EXERCISE OBJECTIVE - Each entry below should be reproduced character for character.

DATA UNDER STUDY -
━━━━━━━━━━━━━━━━━━━━

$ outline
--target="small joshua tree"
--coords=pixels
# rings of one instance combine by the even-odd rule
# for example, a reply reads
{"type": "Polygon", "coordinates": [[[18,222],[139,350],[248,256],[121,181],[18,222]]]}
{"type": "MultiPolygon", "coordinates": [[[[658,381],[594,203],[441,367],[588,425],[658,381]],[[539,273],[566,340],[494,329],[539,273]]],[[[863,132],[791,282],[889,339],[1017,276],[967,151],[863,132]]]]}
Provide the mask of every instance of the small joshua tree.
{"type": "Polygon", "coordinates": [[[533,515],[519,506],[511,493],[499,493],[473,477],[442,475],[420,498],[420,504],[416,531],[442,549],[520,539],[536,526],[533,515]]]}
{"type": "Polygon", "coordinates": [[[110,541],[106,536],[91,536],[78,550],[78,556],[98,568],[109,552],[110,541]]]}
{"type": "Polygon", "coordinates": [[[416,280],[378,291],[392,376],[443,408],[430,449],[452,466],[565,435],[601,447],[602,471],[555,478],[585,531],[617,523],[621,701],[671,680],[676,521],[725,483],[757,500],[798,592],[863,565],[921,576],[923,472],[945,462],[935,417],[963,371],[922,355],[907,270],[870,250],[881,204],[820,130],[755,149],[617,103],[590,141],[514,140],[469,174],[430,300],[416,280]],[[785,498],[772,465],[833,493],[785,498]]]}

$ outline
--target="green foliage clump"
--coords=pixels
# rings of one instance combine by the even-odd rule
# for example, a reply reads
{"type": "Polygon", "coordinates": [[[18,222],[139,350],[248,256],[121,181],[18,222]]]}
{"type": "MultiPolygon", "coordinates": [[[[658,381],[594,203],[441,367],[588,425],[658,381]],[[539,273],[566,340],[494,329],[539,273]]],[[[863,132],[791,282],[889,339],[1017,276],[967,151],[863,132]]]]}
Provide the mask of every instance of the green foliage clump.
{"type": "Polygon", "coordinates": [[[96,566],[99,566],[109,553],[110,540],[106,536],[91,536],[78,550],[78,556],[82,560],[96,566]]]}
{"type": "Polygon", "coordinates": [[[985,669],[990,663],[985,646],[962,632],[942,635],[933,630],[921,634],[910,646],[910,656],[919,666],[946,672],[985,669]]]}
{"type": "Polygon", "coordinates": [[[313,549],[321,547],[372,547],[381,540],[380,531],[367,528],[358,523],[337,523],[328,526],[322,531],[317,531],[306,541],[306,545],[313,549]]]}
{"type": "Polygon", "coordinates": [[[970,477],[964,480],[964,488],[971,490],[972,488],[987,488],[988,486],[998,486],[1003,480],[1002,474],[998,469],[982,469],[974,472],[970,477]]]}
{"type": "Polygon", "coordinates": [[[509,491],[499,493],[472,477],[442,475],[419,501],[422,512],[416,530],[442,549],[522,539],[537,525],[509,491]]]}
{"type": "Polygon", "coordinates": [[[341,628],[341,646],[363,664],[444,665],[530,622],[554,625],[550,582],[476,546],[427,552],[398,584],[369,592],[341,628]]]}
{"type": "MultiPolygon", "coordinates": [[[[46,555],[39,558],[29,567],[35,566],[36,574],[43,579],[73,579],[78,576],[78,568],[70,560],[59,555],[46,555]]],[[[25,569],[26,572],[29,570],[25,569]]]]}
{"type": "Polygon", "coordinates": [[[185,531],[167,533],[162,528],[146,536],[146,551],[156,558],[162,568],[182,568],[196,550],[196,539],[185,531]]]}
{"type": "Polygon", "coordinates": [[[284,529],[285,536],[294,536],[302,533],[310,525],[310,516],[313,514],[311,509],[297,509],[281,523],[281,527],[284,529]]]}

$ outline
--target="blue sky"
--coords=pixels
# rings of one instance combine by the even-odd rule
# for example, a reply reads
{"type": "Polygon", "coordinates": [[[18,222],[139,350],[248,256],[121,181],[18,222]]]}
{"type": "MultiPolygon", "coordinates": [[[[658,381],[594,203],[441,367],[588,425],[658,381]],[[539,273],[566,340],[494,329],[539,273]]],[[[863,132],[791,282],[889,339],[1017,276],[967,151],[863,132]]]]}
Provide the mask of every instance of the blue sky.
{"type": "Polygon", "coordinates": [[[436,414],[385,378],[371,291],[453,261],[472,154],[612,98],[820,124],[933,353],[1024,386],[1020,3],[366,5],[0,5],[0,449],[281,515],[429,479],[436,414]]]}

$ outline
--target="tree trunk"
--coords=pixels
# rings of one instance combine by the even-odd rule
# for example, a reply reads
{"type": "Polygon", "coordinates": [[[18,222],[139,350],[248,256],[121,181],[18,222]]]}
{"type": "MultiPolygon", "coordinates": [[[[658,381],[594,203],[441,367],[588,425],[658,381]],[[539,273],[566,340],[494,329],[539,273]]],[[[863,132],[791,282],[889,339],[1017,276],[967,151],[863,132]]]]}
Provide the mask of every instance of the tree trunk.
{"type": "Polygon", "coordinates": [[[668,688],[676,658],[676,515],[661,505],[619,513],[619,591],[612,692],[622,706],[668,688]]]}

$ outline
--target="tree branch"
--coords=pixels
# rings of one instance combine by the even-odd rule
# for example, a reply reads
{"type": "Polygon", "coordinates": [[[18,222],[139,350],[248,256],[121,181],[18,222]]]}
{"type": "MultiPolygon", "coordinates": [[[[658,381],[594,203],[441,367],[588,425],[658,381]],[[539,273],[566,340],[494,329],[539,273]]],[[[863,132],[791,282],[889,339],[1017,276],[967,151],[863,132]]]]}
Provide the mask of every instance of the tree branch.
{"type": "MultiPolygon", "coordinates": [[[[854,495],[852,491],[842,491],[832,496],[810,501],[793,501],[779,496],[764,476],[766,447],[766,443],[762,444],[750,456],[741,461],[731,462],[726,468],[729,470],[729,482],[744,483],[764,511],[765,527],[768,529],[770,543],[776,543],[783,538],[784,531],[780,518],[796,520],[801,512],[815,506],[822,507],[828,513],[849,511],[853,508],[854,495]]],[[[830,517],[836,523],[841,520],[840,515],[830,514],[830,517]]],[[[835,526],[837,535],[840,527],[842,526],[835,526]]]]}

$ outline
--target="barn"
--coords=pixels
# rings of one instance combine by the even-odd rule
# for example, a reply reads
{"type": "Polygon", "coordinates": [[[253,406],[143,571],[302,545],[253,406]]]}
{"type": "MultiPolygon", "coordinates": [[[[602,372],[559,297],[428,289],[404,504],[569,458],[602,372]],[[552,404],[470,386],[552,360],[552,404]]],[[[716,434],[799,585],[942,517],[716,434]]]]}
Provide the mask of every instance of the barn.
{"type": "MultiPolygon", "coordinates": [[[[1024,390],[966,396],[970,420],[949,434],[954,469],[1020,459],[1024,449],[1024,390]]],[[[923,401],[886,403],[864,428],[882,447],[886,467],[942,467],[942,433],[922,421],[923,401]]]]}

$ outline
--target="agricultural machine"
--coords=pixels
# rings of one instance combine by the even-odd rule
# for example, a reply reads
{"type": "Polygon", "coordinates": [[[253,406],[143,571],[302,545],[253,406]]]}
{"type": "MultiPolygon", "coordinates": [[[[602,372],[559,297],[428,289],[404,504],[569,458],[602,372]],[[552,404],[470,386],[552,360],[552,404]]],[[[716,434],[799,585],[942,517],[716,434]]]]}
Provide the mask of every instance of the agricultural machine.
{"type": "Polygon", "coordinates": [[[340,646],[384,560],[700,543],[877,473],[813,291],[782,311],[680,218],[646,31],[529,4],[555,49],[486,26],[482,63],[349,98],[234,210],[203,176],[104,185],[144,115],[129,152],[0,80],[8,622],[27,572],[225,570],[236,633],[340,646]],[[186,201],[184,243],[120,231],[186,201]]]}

━━━━━━━━━━━━━━━━━━━━

RESPONSE AREA -
$ outline
--target="small joshua tree"
--coords=pixels
# rings of one instance combine by the even-odd rule
# for example, a reply reads
{"type": "Polygon", "coordinates": [[[18,222],[139,350],[248,256],[121,181],[18,222]]]}
{"type": "MultiPolygon", "coordinates": [[[[658,381],[594,203],[441,367],[588,425],[658,381]],[[539,273],[566,340],[494,329],[539,273]]],[[[863,132],[791,282],[889,339],[1017,276],[967,151],[863,132]]]]}
Provide the mask of every instance of the small joshua tree.
{"type": "Polygon", "coordinates": [[[533,515],[519,506],[511,493],[499,493],[473,477],[442,475],[420,498],[420,504],[416,531],[442,549],[520,539],[536,526],[533,515]]]}
{"type": "Polygon", "coordinates": [[[110,541],[106,536],[91,536],[78,550],[78,556],[98,568],[109,552],[110,541]]]}
{"type": "Polygon", "coordinates": [[[416,280],[378,291],[392,376],[443,408],[430,449],[452,466],[565,435],[601,447],[602,471],[555,478],[585,531],[617,523],[621,701],[671,680],[676,521],[725,483],[757,500],[798,592],[863,565],[921,576],[923,472],[945,462],[935,417],[963,371],[922,355],[907,270],[870,250],[881,204],[820,130],[755,149],[617,103],[590,141],[514,140],[469,174],[430,300],[416,280]],[[785,498],[772,465],[833,493],[785,498]]]}

$ outline
--target="green foliage clump"
--coords=pixels
# rings of one instance combine by the even-odd rule
# for example, a reply reads
{"type": "Polygon", "coordinates": [[[18,222],[139,350],[248,256],[121,181],[18,222]]]}
{"type": "MultiPolygon", "coordinates": [[[[658,381],[594,203],[441,367],[588,425],[658,381]],[[539,273],[566,340],[494,329],[539,273]]],[[[863,132],[791,282],[889,339],[1017,276],[967,151],[863,132]]]]}
Provide the mask of every instance of the green foliage clump.
{"type": "Polygon", "coordinates": [[[96,566],[99,566],[109,553],[110,540],[106,536],[91,536],[78,550],[78,556],[82,560],[96,566]]]}
{"type": "Polygon", "coordinates": [[[985,669],[990,663],[985,646],[962,632],[942,635],[933,630],[921,634],[910,646],[910,656],[919,666],[946,672],[985,669]]]}
{"type": "Polygon", "coordinates": [[[313,549],[321,547],[372,547],[381,540],[380,531],[367,528],[358,523],[337,523],[328,526],[322,531],[317,531],[306,541],[306,545],[313,549]]]}
{"type": "Polygon", "coordinates": [[[970,477],[964,480],[964,488],[971,490],[972,488],[987,488],[988,486],[998,486],[1003,480],[1002,474],[998,469],[982,469],[974,472],[970,477]]]}
{"type": "Polygon", "coordinates": [[[509,491],[499,493],[472,477],[442,475],[419,501],[422,512],[416,530],[442,549],[522,539],[537,525],[509,491]]]}
{"type": "Polygon", "coordinates": [[[341,628],[341,646],[363,664],[444,665],[530,622],[554,625],[550,582],[476,546],[427,552],[398,584],[369,592],[341,628]]]}
{"type": "MultiPolygon", "coordinates": [[[[46,555],[39,558],[29,567],[35,566],[36,574],[43,579],[73,579],[78,576],[78,568],[70,560],[59,555],[46,555]]],[[[25,569],[26,572],[29,570],[25,569]]]]}
{"type": "Polygon", "coordinates": [[[185,531],[167,533],[162,528],[146,536],[146,551],[156,558],[162,568],[182,568],[196,550],[196,539],[185,531]]]}
{"type": "Polygon", "coordinates": [[[284,529],[285,536],[294,536],[302,533],[310,525],[310,516],[313,514],[311,509],[297,509],[281,523],[281,527],[284,529]]]}

$ outline
--target="blue sky"
--coords=pixels
# rings of one instance combine by the even-odd rule
# for example, a reply reads
{"type": "Polygon", "coordinates": [[[18,222],[139,350],[248,256],[121,181],[18,222]]]}
{"type": "MultiPolygon", "coordinates": [[[[658,381],[594,203],[441,367],[588,425],[658,381]],[[539,273],[566,340],[494,329],[539,273]]],[[[863,132],[791,282],[889,339],[1017,276],[967,151],[863,132]]]]}
Provide the mask of every instance of the blue sky.
{"type": "Polygon", "coordinates": [[[436,414],[385,378],[371,291],[453,261],[472,154],[612,98],[820,124],[933,353],[1024,386],[1020,3],[366,5],[0,5],[0,449],[281,515],[429,479],[436,414]]]}

$ outline
--target="tree trunk"
--coords=pixels
# rings of one instance combine by the even-odd rule
# for example, a reply reads
{"type": "Polygon", "coordinates": [[[18,222],[139,350],[248,256],[121,181],[18,222]]]}
{"type": "MultiPolygon", "coordinates": [[[[658,381],[594,203],[441,367],[588,425],[658,381]],[[539,273],[566,340],[494,329],[539,273]]],[[[863,132],[791,282],[889,339],[1017,276],[967,151],[863,132]]]]}
Provide the mask of every instance of the tree trunk.
{"type": "Polygon", "coordinates": [[[668,688],[676,658],[676,515],[661,505],[619,513],[619,591],[612,692],[622,706],[668,688]]]}

$ outline
--target="tree branch"
--coords=pixels
# rings of one instance combine by the even-odd rule
# for example, a reply reads
{"type": "Polygon", "coordinates": [[[18,222],[139,350],[248,256],[121,181],[18,222]]]}
{"type": "MultiPolygon", "coordinates": [[[[658,381],[594,203],[441,367],[588,425],[658,381]],[[539,273],[566,340],[494,329],[539,273]]],[[[863,132],[791,282],[889,339],[1017,276],[967,151],[863,132]]]]}
Provide the mask of every instance of the tree branch.
{"type": "MultiPolygon", "coordinates": [[[[854,495],[852,491],[842,491],[832,496],[810,501],[793,501],[779,496],[764,476],[766,447],[766,443],[762,444],[750,456],[741,461],[731,462],[726,468],[729,470],[729,482],[744,483],[764,511],[765,527],[768,529],[770,543],[776,543],[783,538],[784,531],[780,518],[796,520],[801,512],[815,506],[822,507],[828,513],[849,511],[853,508],[854,495]]],[[[830,517],[836,523],[841,520],[840,515],[830,514],[830,517]]],[[[835,526],[837,535],[840,527],[842,526],[835,526]]]]}

$ outline
--target="barn"
--coords=pixels
# rings of one instance combine by the even-odd rule
# for example, a reply reads
{"type": "Polygon", "coordinates": [[[253,406],[143,571],[302,545],[253,406]]]}
{"type": "MultiPolygon", "coordinates": [[[[602,372],[559,297],[428,289],[404,504],[569,458],[602,372]],[[552,404],[470,386],[552,360],[552,404]]],[[[716,434],[799,585],[942,517],[716,434]]]]}
Provide the mask of every instance of the barn.
{"type": "MultiPolygon", "coordinates": [[[[1024,390],[966,396],[970,420],[949,434],[954,469],[1020,459],[1024,449],[1024,390]]],[[[923,401],[886,403],[864,428],[882,447],[886,467],[942,467],[942,433],[922,421],[923,401]]]]}

$ outline
--target="agricultural machine"
--coords=pixels
# rings of one instance combine by the even-odd rule
# for example, a reply reads
{"type": "Polygon", "coordinates": [[[253,406],[143,571],[302,545],[253,406]]]}
{"type": "MultiPolygon", "coordinates": [[[[602,372],[559,297],[428,289],[404,504],[569,458],[602,372]],[[552,404],[470,386],[552,360],[552,404]]],[[[716,434],[799,585],[942,517],[716,434]]]]}
Provide the mask of every instance of the agricultural machine.
{"type": "Polygon", "coordinates": [[[340,646],[384,560],[700,543],[877,473],[813,291],[782,311],[680,218],[646,31],[529,4],[555,49],[486,26],[482,63],[349,98],[234,210],[203,176],[104,185],[144,115],[129,152],[0,80],[8,622],[27,572],[225,570],[236,633],[340,646]],[[186,201],[184,243],[120,231],[186,201]]]}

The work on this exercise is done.